━━━━━ Texto selecionado ━━━━━
Senador Jaques Wagner é alvo de busca da Polícia Federal na Operação Compliance Zero, investigado por supostos benefícios do Banco Master e restrições impostas.

Na manhã desta quinta-feira, a Polícia Federal realizou uma operação de busca e apreensão que teve como alvo um imóvel vinculado ao senador Jaques Wagner, do PT da Bahia. Essa ação faz parte da nona fase da Operação Compliance Zero, que investiga uma série de irregularidades relacionadas ao Banco Master. A decisão foi autorizada pelo ministro André Mendonça, do Supremo Tribunal Federal (STF), que impôs ao senador diversas medidas restritivas no contexto das investigações.

As apurações sugerem que Wagner pode ter recebido vantagens ligadas ao Banco Master, incluindo a suspeita de que ele tenha se beneficiado de um apartamento avaliado em mais de R$ 2 milhões, o qual teria sido adquirido por Augusto Lima, ex-sócio de Daniel Vorcaro. O imóvel em questão está situado no edifício Poème Horto, em Salvador, e as implicações dessa transação levantam sérias questões sobre a relação entre os envolvidos.

Eduardo Sodré Martins, que atua como secretário de Meio Ambiente da Bahia e também é contratado por Jaques Wagner, aparece nos relatórios da investigação. Consta que Bonnie Bonilha, uma consultora, teria recebido cerca de R$ 11 milhões do Banco Master em um contrato que levantou indícios de irregularidades. Martins, por sua vez, é apontado como alguém que teve um “papel ativo” na cobrança de dívidas que deveriam ser pagas a operadores financeiros ligados ao banco.
━━━━━ Trechos das linhas ━━━━━
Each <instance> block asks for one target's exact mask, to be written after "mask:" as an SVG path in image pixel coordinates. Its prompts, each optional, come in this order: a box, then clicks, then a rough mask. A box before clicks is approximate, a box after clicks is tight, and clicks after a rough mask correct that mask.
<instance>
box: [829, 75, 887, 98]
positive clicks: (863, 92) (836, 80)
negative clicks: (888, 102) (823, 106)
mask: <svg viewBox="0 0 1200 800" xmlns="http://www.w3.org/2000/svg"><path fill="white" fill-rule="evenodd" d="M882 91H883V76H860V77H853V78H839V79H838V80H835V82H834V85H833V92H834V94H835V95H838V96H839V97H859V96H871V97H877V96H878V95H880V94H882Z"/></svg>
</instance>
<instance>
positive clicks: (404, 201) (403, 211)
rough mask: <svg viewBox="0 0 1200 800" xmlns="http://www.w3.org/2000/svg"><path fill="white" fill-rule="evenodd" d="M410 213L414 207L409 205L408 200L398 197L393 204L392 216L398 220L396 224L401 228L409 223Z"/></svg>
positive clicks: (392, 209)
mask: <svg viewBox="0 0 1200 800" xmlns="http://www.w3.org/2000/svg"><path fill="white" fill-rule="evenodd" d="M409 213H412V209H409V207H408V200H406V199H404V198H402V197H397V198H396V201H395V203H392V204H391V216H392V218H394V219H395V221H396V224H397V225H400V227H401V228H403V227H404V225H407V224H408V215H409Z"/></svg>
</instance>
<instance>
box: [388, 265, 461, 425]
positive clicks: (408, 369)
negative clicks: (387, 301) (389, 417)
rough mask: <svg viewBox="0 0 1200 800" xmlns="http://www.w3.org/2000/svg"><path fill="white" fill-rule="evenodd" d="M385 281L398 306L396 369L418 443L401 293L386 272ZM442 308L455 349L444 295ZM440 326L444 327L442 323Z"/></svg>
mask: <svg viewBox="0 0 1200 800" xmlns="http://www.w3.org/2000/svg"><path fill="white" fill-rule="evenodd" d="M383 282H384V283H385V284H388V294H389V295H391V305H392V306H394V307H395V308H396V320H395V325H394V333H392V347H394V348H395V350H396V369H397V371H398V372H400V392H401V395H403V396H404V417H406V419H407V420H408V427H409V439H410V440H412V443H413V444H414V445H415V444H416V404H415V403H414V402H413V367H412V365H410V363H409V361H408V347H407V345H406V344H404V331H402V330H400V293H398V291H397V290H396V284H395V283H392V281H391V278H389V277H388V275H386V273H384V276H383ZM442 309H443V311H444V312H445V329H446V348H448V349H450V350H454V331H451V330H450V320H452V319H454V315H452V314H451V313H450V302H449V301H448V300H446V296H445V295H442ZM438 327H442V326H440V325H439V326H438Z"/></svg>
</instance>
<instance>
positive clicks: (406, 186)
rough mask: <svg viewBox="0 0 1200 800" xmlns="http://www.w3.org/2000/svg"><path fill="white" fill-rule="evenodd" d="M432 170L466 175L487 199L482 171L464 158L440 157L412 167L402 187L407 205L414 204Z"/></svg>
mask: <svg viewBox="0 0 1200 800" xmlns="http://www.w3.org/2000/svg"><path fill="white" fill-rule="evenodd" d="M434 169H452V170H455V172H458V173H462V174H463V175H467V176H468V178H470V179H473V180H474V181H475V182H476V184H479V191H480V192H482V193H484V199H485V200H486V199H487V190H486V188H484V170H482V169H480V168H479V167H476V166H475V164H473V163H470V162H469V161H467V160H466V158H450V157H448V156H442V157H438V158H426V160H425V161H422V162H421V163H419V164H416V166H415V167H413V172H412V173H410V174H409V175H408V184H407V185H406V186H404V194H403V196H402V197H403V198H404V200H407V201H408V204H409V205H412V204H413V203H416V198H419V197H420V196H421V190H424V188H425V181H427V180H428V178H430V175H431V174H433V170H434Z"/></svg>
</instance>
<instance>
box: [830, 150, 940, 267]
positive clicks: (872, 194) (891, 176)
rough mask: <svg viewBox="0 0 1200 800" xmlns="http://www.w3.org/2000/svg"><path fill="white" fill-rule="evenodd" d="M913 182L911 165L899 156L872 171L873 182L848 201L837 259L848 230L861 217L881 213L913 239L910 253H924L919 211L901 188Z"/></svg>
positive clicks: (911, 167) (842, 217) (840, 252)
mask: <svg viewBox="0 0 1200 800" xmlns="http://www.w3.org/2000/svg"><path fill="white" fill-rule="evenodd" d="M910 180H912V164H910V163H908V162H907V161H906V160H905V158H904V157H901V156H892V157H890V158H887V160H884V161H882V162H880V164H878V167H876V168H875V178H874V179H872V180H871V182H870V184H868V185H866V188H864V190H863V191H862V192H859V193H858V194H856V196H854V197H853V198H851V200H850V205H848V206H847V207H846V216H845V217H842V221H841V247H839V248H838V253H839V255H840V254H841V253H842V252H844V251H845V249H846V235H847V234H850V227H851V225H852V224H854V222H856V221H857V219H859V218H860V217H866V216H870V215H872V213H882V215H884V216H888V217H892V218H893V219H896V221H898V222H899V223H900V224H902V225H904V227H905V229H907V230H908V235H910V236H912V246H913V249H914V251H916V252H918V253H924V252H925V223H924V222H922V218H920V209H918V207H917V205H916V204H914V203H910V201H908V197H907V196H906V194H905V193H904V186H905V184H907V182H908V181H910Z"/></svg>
━━━━━
_Tarefa proposta 1_. De acordo com a notícia sobre a Operação Compliance Zero, em qual edifício de Salvador se situa o apartamento que teria beneficiado Jaques Wagner?
_Tarefa proposta 2_. Prossiga com a redação da notícia sobre a Operação Compliance Zero, dando seguimento ao último parágrafo apresentado.

_Resposta 1_. No edifício Poème Horto.

_Resposta 2_.
Entre as diversas restrições impostas ao senador, destaca-se a proibição de contato com gerentes, administradores e colaboradores das empresas MD BA Parque Florestal Construções e Grupo Moura Dubeux, que estão diretamente ligadas ao imóvel sob investigação. Além disso, Wagner está temporariamente impedido de realizar atividades de gestão ou intermediação com as entidades citadas.

Curiosamente, enquanto as restrições também se aplicam a Eduardo Martins e Bonnie Bonilha, esses últimos foram ainda mais afetados pelas autoridades, tendo seus passaportes suspensos e a permissão para deixar o Brasil negada. Ao contrário, a Polícia Federal não solicitou que a mesma medida fosse aplicada a Wagner.

A Operação Compliance Zero busca desvendar uma teia complexa de suspeitas que envolvem o Banco Master e pessoas ligadas a ele. Jaques Wagner já havia sido mencionado anteriormente nas investigações, especialmente, após a revelação de que uma empresa associada a Bonnie Bonilha havia recebido significativas quantias financeiras do banco.

Em resposta às alegações, Wagner declarou não ter conhecimento de nenhuma investigação e reafirmou que nunca participou de qualquer negociação relacionada à empresa em questão. Antes do início da operação, o senador havia se encontrado com Daniel Vorcaro e manifestado apoio à possibilidade de um acordo de delação premiada, o que, no entanto, foi posteriormente negado pelos órgãos competentes.

Wagner caracteriza o incidente como uma “trambicagem”, negando qualquer envolvimento nas irregularidades investigadas e tecendo críticas a reportagens que o associam ao caso. Em discursos no Senado e entrevistas, o senador se manteve firme em sua posição de inocência, alegando que qualquer problema deriva de falhas na fiscalização do Banco Central.